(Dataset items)

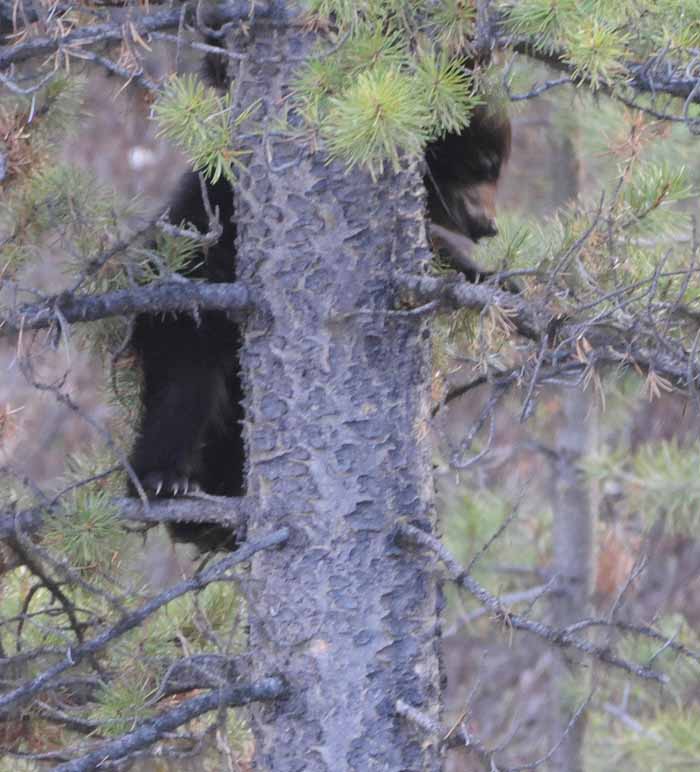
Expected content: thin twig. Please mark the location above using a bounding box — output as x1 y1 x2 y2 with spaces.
398 523 668 683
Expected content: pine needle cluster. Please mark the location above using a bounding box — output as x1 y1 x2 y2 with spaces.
586 439 700 532
584 616 700 771
296 4 484 177
153 74 252 184
502 0 700 97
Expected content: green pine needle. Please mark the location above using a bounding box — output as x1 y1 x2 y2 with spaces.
623 162 693 219
29 164 121 238
504 0 578 48
153 75 249 184
564 19 630 90
322 66 430 178
414 51 480 137
91 679 155 736
43 489 123 570
428 0 476 54
292 56 349 123
585 439 700 532
304 0 373 28
340 25 408 75
148 231 202 279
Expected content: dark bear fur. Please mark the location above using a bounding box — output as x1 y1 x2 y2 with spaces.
127 174 244 549
425 105 511 280
128 108 511 550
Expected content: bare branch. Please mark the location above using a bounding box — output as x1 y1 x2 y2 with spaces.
0 1 271 71
508 36 700 107
398 522 668 683
397 692 593 771
397 273 541 339
397 273 700 395
0 281 251 333
0 494 256 540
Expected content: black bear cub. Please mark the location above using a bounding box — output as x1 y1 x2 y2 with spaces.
425 105 511 279
128 106 511 550
127 174 245 549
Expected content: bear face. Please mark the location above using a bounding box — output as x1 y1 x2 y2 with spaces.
425 105 511 279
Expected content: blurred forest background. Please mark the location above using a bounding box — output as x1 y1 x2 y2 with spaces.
2 26 700 772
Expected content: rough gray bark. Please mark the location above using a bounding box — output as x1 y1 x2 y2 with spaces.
0 281 250 332
232 6 442 770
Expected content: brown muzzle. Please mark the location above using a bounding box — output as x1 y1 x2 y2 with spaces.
459 181 498 241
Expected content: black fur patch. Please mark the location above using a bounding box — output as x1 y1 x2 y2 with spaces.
128 174 244 550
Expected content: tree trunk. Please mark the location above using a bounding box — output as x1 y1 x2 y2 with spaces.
548 391 595 772
545 119 593 772
233 6 442 770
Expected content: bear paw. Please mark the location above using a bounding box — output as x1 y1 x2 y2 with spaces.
137 471 201 498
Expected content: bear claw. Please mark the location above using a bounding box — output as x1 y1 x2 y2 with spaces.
138 472 198 498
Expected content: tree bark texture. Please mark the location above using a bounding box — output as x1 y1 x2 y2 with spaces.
232 6 442 770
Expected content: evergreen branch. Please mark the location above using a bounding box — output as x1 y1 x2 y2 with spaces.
0 654 244 712
152 654 242 697
0 1 271 71
0 281 251 333
3 270 698 418
52 675 287 772
70 221 157 293
6 534 88 650
397 274 542 339
435 360 592 414
0 527 289 715
68 49 159 91
565 618 700 666
481 4 700 106
506 74 572 102
398 523 667 683
509 36 700 105
0 0 80 35
473 0 493 60
398 274 700 394
4 0 700 109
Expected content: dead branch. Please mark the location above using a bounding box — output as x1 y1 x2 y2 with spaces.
0 1 271 71
1 281 250 334
398 522 668 683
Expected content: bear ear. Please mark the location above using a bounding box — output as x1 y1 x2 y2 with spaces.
494 111 512 165
469 103 512 168
493 112 512 165
464 56 512 164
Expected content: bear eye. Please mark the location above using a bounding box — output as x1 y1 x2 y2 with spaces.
480 153 500 178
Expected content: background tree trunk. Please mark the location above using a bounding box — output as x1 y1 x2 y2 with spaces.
233 6 442 770
546 121 594 772
548 390 595 771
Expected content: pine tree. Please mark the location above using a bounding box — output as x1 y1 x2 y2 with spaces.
2 1 700 769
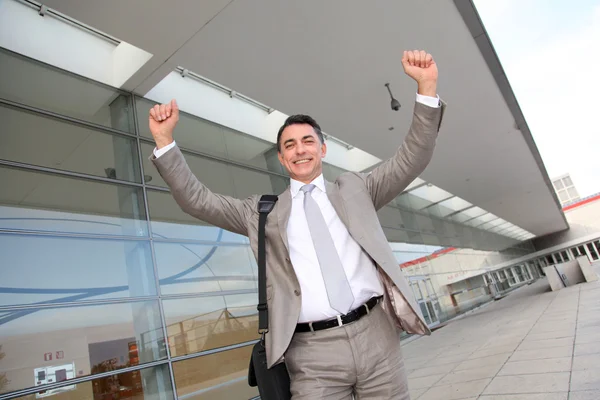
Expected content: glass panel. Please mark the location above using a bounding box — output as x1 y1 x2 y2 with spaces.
586 243 599 260
0 301 166 394
1 104 141 182
140 142 237 192
155 242 256 296
402 177 425 193
222 126 285 175
419 303 431 325
408 185 452 205
322 163 347 182
567 187 578 199
489 221 512 233
436 197 472 214
8 364 173 400
558 191 569 202
553 179 564 190
172 346 258 400
465 213 497 228
136 97 228 159
147 190 247 243
451 207 486 223
426 279 436 297
162 293 258 357
563 176 573 187
411 282 423 300
0 49 134 133
229 165 289 199
0 234 156 306
0 166 148 236
426 302 437 323
418 281 429 298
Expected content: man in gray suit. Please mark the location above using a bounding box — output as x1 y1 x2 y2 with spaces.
149 49 445 399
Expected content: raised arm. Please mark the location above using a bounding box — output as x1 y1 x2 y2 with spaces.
149 100 255 236
364 50 445 210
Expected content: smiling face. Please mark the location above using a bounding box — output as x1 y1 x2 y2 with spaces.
278 123 326 184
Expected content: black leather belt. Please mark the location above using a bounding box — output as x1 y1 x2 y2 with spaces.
295 296 383 333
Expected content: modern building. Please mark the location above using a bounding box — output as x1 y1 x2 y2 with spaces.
552 173 581 206
0 1 597 400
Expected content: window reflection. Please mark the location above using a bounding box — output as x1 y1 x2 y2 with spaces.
0 301 166 394
155 242 256 296
229 165 288 199
0 166 148 237
0 104 141 182
136 98 228 159
162 293 258 357
0 233 156 306
10 364 173 400
172 346 258 399
147 190 247 243
0 49 134 133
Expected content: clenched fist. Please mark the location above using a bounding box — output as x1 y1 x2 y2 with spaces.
402 50 438 97
149 99 179 149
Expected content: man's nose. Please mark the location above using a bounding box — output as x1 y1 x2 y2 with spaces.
295 143 307 154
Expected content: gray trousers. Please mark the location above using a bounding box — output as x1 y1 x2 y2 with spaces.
284 302 410 399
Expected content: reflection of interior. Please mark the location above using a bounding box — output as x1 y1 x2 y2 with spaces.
173 345 257 400
162 306 259 358
34 364 75 398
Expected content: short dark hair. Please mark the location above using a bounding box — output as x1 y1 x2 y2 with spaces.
277 114 324 152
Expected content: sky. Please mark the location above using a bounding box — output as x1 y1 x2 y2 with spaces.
473 0 600 198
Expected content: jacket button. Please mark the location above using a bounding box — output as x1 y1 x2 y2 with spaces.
286 257 290 262
294 289 301 296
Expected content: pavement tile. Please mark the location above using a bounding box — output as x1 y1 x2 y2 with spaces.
574 342 600 356
408 373 445 390
436 364 502 385
570 369 600 392
479 395 567 400
572 354 600 371
498 357 572 375
408 363 457 379
455 353 512 371
517 337 574 350
418 378 491 400
509 346 573 361
482 372 570 395
568 391 600 400
525 330 574 341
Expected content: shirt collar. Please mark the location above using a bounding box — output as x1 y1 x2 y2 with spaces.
290 174 326 198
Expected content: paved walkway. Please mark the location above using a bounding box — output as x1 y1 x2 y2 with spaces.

#### [TASK DESCRIPTION]
Reproduce the lines from the one with "Expected content: jacket" to the end of the data exactly, leaving out every earlier line.

#### [SOLUTION FOR THIS PROBLEM]
Expected content: jacket button. Please mark the location above using a bounding box — output as x1 y1 x2 y2 with spaces.
286 257 290 262
294 289 301 296
Expected content: pavement tile. Please mark the location above using a bounding box — output as x1 y1 x2 y2 with spaces.
574 342 600 356
408 373 445 390
436 364 502 385
570 369 600 392
479 395 567 400
572 354 600 371
498 357 572 375
408 363 457 379
455 353 512 371
517 337 574 350
418 378 491 400
509 346 573 361
482 372 570 395
568 391 600 400
525 330 574 341
Expected content: shirt collar. Please mark the location above using a bounding box — output as x1 y1 x2 y2 with spaces.
290 174 326 198
Expected content: paved walkway. Please mark the location above using a bounding box — output as x1 y1 x2 y2 with spaces.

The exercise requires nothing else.